▶ **Problem statement**
Please convert the lines, starting with the very first one and going on through the line that contains "163L107 163L127 149L133", into a numbered list, including both of those lines and leaving out any blank ones.

▶ **Data records**

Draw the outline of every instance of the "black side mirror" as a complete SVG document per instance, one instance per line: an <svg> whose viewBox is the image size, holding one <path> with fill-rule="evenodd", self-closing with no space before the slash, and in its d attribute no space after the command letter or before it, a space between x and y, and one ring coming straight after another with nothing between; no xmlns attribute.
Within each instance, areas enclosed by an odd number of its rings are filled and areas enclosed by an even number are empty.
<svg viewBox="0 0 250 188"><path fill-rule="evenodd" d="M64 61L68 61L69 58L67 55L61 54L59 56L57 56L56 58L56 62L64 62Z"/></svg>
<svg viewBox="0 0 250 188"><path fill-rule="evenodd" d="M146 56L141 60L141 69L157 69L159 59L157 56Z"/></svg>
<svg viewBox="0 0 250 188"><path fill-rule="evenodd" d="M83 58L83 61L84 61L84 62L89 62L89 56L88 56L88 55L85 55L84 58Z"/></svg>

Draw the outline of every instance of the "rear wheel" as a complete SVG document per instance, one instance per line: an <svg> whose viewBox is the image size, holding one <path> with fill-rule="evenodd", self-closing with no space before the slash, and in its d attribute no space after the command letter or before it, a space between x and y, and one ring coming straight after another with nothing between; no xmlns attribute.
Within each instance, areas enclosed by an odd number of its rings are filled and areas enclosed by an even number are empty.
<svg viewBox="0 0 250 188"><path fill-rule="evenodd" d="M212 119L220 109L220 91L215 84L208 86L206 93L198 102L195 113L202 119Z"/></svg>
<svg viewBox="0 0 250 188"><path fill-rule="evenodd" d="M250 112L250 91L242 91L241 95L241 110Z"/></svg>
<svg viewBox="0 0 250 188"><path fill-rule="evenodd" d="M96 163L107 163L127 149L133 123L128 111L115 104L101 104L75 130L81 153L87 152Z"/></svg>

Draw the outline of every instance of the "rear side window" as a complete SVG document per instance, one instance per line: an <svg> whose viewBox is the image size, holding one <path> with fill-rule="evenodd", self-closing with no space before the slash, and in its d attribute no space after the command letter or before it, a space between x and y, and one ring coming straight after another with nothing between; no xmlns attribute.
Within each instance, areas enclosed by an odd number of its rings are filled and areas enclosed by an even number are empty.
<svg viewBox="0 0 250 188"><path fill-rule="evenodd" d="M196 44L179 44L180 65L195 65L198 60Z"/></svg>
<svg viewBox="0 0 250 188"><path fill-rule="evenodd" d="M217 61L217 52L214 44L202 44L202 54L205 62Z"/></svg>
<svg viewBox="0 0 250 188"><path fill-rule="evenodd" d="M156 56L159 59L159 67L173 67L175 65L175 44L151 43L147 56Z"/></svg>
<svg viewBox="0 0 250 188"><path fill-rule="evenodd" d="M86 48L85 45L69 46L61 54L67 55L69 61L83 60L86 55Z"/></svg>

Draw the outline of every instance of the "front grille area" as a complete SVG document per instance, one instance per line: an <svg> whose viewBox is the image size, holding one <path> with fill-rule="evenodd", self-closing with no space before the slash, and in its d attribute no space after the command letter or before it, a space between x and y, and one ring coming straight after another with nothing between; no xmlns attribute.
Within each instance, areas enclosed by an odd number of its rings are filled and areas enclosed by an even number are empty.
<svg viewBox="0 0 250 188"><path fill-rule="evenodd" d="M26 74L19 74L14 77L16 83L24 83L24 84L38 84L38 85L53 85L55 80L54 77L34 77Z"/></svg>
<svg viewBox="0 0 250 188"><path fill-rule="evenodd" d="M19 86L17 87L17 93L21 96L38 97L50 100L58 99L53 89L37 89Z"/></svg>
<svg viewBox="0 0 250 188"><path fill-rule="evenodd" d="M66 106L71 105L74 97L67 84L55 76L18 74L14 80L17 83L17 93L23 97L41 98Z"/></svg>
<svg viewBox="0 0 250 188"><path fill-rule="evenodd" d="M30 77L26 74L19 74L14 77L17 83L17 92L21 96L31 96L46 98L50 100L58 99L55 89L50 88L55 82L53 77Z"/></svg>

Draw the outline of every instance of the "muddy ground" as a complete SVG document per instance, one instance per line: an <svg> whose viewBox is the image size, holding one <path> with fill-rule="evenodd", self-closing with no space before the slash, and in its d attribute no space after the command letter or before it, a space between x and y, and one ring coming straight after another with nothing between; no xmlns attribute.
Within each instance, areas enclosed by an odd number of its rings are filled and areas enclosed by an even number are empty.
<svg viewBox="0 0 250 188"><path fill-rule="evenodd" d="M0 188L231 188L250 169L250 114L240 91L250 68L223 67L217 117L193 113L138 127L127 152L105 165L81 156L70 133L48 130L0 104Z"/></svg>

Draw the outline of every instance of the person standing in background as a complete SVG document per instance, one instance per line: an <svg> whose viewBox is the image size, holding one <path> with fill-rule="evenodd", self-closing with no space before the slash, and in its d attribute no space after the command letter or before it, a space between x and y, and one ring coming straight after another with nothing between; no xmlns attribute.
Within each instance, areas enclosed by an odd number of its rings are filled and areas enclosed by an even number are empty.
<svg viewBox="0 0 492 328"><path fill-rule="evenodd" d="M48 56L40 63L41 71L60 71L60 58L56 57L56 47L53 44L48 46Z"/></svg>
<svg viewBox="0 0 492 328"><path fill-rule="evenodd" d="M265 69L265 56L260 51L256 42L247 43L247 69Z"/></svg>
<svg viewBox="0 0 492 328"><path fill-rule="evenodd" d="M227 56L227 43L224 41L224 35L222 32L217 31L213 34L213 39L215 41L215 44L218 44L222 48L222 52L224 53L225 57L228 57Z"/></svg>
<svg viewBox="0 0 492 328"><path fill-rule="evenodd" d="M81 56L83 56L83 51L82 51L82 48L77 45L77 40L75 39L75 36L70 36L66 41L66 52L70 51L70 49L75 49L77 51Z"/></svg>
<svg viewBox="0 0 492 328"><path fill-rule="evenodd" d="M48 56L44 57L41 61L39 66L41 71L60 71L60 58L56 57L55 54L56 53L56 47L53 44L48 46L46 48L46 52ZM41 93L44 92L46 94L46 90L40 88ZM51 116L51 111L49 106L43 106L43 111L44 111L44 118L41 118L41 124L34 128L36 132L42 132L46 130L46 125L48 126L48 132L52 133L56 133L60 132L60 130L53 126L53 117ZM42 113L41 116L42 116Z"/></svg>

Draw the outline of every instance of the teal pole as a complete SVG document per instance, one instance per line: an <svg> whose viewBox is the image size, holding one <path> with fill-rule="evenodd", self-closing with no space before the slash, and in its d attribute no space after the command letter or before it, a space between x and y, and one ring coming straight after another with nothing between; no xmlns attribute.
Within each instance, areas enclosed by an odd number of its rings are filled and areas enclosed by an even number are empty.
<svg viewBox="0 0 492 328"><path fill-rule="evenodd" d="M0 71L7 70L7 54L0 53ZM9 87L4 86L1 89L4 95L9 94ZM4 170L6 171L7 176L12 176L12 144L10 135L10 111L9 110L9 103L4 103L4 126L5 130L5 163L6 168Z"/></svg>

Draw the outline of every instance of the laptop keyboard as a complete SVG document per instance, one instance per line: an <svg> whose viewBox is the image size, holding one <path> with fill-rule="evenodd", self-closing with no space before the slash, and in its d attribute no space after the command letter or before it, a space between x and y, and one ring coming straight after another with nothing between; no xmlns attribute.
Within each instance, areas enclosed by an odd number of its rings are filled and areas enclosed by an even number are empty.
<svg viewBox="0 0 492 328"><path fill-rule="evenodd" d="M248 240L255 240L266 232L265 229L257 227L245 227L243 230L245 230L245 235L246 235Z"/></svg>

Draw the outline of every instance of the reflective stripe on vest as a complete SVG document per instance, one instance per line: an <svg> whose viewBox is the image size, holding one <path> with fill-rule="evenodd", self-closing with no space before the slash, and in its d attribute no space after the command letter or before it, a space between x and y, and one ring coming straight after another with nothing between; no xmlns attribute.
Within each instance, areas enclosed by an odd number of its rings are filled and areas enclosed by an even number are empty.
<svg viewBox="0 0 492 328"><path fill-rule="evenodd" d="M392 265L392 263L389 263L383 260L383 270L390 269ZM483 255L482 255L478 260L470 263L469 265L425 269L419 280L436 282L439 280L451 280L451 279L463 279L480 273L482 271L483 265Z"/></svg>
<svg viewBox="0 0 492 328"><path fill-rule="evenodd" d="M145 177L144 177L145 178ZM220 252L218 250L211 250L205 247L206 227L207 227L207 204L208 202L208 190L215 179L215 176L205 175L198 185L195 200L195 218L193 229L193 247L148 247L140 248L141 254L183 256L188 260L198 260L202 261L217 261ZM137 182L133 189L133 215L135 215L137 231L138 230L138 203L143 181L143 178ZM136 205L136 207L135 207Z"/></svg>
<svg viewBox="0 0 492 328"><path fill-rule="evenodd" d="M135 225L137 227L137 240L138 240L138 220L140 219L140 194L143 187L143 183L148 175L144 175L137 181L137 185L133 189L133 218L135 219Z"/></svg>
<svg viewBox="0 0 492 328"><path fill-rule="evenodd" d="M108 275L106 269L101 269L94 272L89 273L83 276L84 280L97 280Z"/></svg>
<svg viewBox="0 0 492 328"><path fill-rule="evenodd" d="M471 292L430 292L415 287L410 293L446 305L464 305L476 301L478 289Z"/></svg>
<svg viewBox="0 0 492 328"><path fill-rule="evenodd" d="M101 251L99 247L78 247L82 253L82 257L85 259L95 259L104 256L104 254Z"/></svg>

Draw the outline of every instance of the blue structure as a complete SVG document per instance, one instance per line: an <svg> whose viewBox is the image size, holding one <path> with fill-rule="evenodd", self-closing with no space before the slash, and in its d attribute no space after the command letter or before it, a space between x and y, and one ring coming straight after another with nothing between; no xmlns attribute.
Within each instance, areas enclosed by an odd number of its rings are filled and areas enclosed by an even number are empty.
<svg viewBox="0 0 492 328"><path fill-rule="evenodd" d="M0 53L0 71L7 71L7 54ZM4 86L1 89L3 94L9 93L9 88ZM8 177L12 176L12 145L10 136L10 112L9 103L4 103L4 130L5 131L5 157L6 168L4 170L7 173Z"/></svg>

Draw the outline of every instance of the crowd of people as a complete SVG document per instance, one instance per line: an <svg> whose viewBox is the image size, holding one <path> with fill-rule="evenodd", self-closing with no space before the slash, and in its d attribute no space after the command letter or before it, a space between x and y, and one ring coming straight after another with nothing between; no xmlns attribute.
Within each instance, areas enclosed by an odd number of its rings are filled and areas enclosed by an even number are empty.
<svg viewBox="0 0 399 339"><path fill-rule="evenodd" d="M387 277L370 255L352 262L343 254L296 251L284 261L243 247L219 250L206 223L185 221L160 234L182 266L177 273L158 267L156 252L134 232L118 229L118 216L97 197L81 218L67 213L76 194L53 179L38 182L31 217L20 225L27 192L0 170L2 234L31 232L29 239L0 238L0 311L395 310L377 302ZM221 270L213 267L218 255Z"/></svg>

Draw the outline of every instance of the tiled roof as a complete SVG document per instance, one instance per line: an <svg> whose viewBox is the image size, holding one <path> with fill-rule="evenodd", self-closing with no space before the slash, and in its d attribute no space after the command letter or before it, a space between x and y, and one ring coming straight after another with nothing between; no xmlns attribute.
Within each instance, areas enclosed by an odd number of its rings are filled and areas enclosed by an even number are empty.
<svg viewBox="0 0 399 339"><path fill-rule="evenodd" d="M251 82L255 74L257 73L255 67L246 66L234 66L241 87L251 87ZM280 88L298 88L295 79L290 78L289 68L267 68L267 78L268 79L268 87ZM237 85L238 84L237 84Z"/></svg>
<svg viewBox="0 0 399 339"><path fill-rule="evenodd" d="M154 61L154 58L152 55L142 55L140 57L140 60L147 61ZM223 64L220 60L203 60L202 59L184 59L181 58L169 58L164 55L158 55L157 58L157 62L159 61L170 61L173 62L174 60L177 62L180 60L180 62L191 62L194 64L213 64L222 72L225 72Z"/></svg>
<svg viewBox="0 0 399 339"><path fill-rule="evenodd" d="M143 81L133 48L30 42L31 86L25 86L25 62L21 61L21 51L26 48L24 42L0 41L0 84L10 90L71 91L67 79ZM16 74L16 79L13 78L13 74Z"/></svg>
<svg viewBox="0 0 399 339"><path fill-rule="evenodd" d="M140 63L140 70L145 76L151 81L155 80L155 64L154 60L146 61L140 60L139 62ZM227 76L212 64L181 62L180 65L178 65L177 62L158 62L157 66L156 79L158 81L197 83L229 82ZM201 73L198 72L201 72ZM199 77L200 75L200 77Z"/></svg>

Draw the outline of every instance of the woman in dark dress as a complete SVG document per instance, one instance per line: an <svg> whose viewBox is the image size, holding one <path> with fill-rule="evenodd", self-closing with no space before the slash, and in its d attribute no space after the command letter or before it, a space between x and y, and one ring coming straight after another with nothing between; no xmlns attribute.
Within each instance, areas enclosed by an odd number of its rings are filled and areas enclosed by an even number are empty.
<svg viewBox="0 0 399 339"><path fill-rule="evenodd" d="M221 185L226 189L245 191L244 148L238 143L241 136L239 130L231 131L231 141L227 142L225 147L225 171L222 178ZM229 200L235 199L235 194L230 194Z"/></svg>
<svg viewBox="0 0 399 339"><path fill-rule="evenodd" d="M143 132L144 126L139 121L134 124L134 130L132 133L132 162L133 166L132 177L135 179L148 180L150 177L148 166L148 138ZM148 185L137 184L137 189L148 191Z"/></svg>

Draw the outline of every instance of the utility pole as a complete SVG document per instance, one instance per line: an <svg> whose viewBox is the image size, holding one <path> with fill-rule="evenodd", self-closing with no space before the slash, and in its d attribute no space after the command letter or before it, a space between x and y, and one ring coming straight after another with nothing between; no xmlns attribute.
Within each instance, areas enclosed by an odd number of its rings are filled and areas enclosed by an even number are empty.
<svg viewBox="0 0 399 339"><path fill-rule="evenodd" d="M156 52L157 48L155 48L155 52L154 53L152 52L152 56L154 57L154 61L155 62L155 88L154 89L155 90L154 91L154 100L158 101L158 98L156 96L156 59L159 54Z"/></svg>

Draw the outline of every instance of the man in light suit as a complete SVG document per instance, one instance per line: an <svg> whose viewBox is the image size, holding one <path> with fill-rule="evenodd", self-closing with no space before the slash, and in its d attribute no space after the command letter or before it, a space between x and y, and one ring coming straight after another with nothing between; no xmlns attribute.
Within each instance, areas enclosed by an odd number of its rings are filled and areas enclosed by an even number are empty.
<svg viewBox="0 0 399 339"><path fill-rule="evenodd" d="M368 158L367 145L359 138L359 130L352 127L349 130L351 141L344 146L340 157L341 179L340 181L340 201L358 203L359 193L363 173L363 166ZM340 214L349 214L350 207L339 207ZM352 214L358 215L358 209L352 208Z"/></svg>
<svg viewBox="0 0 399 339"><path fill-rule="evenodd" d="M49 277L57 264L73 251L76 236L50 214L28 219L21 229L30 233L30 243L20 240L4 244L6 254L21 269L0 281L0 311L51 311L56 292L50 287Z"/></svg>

▶ **Reply**
1. Draw the outline of every instance of the "black side mirror" as a complete SVG document per instance, one instance per line: an <svg> whose viewBox is the image size, holding one <path> with fill-rule="evenodd", self-closing with no space before the slash, and in its d attribute no space after the command letter or before it, a space between x and y, and one ring coming straight after another with nothing between; no xmlns attribute.
2. Within each instance, areas enclosed by an odd number of its rings are filled and areas enclosed by an even number are empty.
3. <svg viewBox="0 0 250 188"><path fill-rule="evenodd" d="M64 61L68 61L69 58L67 55L61 54L59 56L57 56L56 58L56 62L64 62Z"/></svg>
4. <svg viewBox="0 0 250 188"><path fill-rule="evenodd" d="M146 56L141 60L141 69L157 69L159 59L157 56Z"/></svg>
5. <svg viewBox="0 0 250 188"><path fill-rule="evenodd" d="M83 58L83 61L84 61L84 62L89 62L89 56L88 56L88 55L85 55L84 58Z"/></svg>
6. Draw the outline of every instance of the "rear wheel" as a complete SVG document per instance, one instance per line: an <svg> whose viewBox is the image size, holding one <path> with fill-rule="evenodd", self-closing with no space before the slash, and in its d attribute no space after the command letter or before it, a space between x and y, and one ring coming straight after another with nothing between; no xmlns attribute.
7. Within each instance, areas enclosed by an odd number of its rings are filled and areas enclosed by an even number are empty.
8. <svg viewBox="0 0 250 188"><path fill-rule="evenodd" d="M212 119L220 109L220 91L215 84L208 86L206 93L198 102L195 113L202 119Z"/></svg>
9. <svg viewBox="0 0 250 188"><path fill-rule="evenodd" d="M250 112L250 91L242 91L241 95L241 110Z"/></svg>
10. <svg viewBox="0 0 250 188"><path fill-rule="evenodd" d="M96 163L107 163L127 149L133 123L128 111L115 104L101 104L75 130L81 153L87 152Z"/></svg>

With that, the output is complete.